Continue the page on marketing authorization and drug patenting from its last line.

● **Text under study**
========================================================================
2025-06-30 マサチューセッツ大学アマースト校
<関連情報>
- https://www.umass.edu/news/article/umass-health-economist-lucy-xiaolu-wang-finds-regulatory-transparency-curbs-patent
- https://www.sciencedirect.com/science/article/pii/S0047272725001136
販売認可と戦略的特許: 医薬品のエビデンス Marketing authorization and strategic patenting: Evidence from pharmaceuticals
Dennis Byrski, Lucy Xiaolu Wang
Journal of Public Economics Available online: 29 May 2025
DOI:https://doi.org/10.1016/j.jpubeco.2025.105415

Highlights
- Clinical trial data released in marketing authorization become prior art for patents.
- Marketing authorization reduces secondary patents, especially in same disease areas.
- Meaningful innovation remains strong with stable product and cross-disease patents.
- Originators and other firms adjust similarly in patenting; originators react sooner.
- Regulatory processes create prior art that can curb low-value follow-on drug patents.
========================================================================
● **Record set**
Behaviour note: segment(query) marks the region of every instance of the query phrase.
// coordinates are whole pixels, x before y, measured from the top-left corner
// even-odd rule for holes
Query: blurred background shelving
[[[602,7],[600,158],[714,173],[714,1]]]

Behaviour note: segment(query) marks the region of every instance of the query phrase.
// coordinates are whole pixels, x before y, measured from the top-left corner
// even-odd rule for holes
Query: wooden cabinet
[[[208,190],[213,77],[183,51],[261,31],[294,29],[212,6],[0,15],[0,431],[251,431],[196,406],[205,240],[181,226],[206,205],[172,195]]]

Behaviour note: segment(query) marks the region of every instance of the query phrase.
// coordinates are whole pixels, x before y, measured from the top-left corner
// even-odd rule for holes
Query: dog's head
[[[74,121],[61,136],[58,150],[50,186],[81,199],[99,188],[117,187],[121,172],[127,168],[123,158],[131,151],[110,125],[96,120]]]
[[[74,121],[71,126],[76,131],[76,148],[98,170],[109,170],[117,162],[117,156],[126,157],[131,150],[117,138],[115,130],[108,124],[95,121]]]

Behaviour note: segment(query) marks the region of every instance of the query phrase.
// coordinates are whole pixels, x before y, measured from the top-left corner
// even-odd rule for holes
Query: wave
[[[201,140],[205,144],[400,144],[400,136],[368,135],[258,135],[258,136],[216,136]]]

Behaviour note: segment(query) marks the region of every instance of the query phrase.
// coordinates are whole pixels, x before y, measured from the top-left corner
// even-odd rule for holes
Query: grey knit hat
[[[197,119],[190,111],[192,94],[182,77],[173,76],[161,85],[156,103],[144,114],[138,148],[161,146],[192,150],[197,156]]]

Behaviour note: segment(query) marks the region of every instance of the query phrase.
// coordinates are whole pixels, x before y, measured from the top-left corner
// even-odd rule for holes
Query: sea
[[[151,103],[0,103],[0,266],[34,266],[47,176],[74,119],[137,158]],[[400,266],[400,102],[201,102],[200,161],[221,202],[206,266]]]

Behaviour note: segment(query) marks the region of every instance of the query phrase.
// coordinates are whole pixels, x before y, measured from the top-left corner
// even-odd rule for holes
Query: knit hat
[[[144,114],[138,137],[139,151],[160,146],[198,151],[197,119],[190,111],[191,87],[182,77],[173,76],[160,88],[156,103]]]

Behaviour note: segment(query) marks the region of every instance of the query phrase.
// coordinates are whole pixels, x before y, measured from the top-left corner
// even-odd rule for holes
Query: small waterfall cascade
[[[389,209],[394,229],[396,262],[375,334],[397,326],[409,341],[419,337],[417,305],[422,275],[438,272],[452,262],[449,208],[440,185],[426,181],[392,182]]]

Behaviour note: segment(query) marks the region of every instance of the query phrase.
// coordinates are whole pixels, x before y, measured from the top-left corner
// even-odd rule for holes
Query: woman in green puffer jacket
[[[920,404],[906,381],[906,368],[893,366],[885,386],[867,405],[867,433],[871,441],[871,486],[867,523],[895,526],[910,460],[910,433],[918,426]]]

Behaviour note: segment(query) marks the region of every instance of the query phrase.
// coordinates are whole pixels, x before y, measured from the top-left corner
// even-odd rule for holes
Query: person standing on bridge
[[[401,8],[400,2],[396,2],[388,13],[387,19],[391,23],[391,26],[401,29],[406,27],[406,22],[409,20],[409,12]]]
========================================================================
● **Expected answer**
Abstract
Patents can incentivize innovation, but pharmaceutical firms often extend market exclusivity by patenting minor modifications to existing drugs, raising concerns about low-novelty patents that add little therapeutic value. This study examines how patenting behavior changes after marketing authorization, a regulatory milestone that makes clinical trial data public and thereby creates “prior art” that limits future patent claims. Using a novel European patent–drug dataset and event study methods, we exploit plausibly exogenous variation in the time from patent priority filing to marketing authorization. We find a significant decline in strategic patenting after authorization, particularly in secondary patents and those covering the same disease areas. In contrast, follow-on product patents and patents for new disease areas remain stable, suggesting that authorization selectively curbs low-novelty filings. Both originators and other firms respond similarly, though at different speeds. The absence of similar responses after earlier milestones indicates increased difficulty in obtaining or enforcing low-value patents as the likely mechanism. Robustness checks – including alternative difference-in-differences estimators, constant exclusivity samples, and analyses accounting for non-European market incentives, firm characteristics, and instrumental variable approaches – support our conclusions. Our findings show how regulatory data transparency can indirectly improve patent quality.